>> BEGIN Passage given
Starting with GAT - attention mechanism should help with varying node degrees

In [None]:
gat = GAT(data.num_features, 256, num_classes, heads=4, dropout=0.6)
gat_model, gat_losses, gat_val_accs = train_model(gat, data, 'GAT', epochs=200, lr=0.005)
gat_test_acc, gat_precision, gat_recall, gat_f1, gat_y_true, gat_y_pred = evaluate_model(gat_model, data)

print(f"\nGAT Results:")
print(f"  Test Accuracy: {gat_test_acc:.4f}")
print(f"  Precision: {gat_precision:.4f}")
print(f"  Recall: {gat_recall:.4f}")
print(f"  F1 Score: {gat_f1:.4f}")

## Training GCN Model

In [None]:
gcn = GCN(data.num_features, 256, num_classes, dropout=0.6)
gcn_model, gcn_losses, gcn_val_accs = train_model(gcn, data, 'GCN', epochs=200, lr=0.01)
gcn_test_acc, gcn_precision, gcn_recall, gcn_f1, gcn_y_true, gcn_y_pred = evaluate_model(gcn_model, data)

print(f"\nGCN Results:")
print(f"  Test Accuracy: {gcn_test_acc:.4f}")
print(f"  Precision: {gcn_precision:.4f}")
print(f"  Recall: {gcn_recall:.4f}")
print(f"  F1 Score: {gcn_f1:.4f}")

## Training GraphSAGE Model

GraphSAGE uses neighborhood sampling - curious to see how it compares

In [None]:
sage = GraphSAGE(data.num_features, 256, num_classes, dropout=0.6)
sage_model, sage_losses, sage_val_accs = train_model(sage, data, 'GraphSAGE', epochs=200, lr=0.01)
sage_test_acc, sage_precision, sage_recall, sage_f1, sage_y_true, sage_y_pred = evaluate_model(sage_model, data)

print(f"\nGraphSAGE Results:")
print(f"  Test Accuracy: {sage_test_acc:.4f}")
print(f"  Precision: {sage_precision:.4f}")
print(f"  Recall: {sage_recall:.4f}")
print(f"  F1 Score: {sage_f1:.4f}")

## Comparing Results

Let's see which model performed best

In [None]:
# Summary table
results_df = pd.DataFrame({
    'Model': ['GAT', 'GCN', 'GraphSAGE'],
    'Test Accuracy': [gat_test_acc, gcn_test_acc, sage_test_acc],
    'Precision': [gat_precision, gcn_precision, sage_precision],
    'Recall': [gat_recall, gcn_recall, sage_recall],
    'F1 Score': [gat_f1, gcn_f1, sage_f1]
})

print("\n" + "="*60)
print("FINAL RESULTS")
print("="*60)
print(results_df.to_string(index=False))
print("="*60)

## Visualizations

Plotting training curves and confusion matrices

In [None]:
# Training curves
fig, axes = plt.subplots(1, 2, figsize=(14, 5))

# Loss curves
axes[0].plot(gat_losses, label='GAT', alpha=0.7)
axes[0].plot(gcn_losses, label='GCN', alpha=0.7)
>> END Passage given
>> BEGIN Source data
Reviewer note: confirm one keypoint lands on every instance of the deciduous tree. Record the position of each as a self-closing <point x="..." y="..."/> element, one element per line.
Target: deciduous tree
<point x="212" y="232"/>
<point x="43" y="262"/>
>> END Source data
Set tasks:
**1.** Turn the cell of the graph-model notebook above that begins "# Summary table" into a short list of what it does. Keep its main facts.
**2.** Reproduce the graph-model notebook above word for word, from "Starting with GAT" to "data, 'GAT', epochs=200, lr=0.005)".

Responses in order:
**1.**
- Builds a pandas DataFrame, results_df, with the columns Model, Test Accuracy, Precision, Recall and F1 Score for GAT, GCN and GraphSAGE.
- Prints a line of 60 "=" characters, the heading "FINAL RESULTS", and another such line.
- Prints the table without its index, then a closing line of 60 "=" characters.

**2.**
Starting with GAT - attention mechanism should help with varying node degrees

In [None]:
gat = GAT(data.num_features, 256, num_classes, heads=4, dropout=0.6)
gat_model, gat_losses, gat_val_accs = train_model(gat, data, 'GAT', epochs=200, lr=0.005)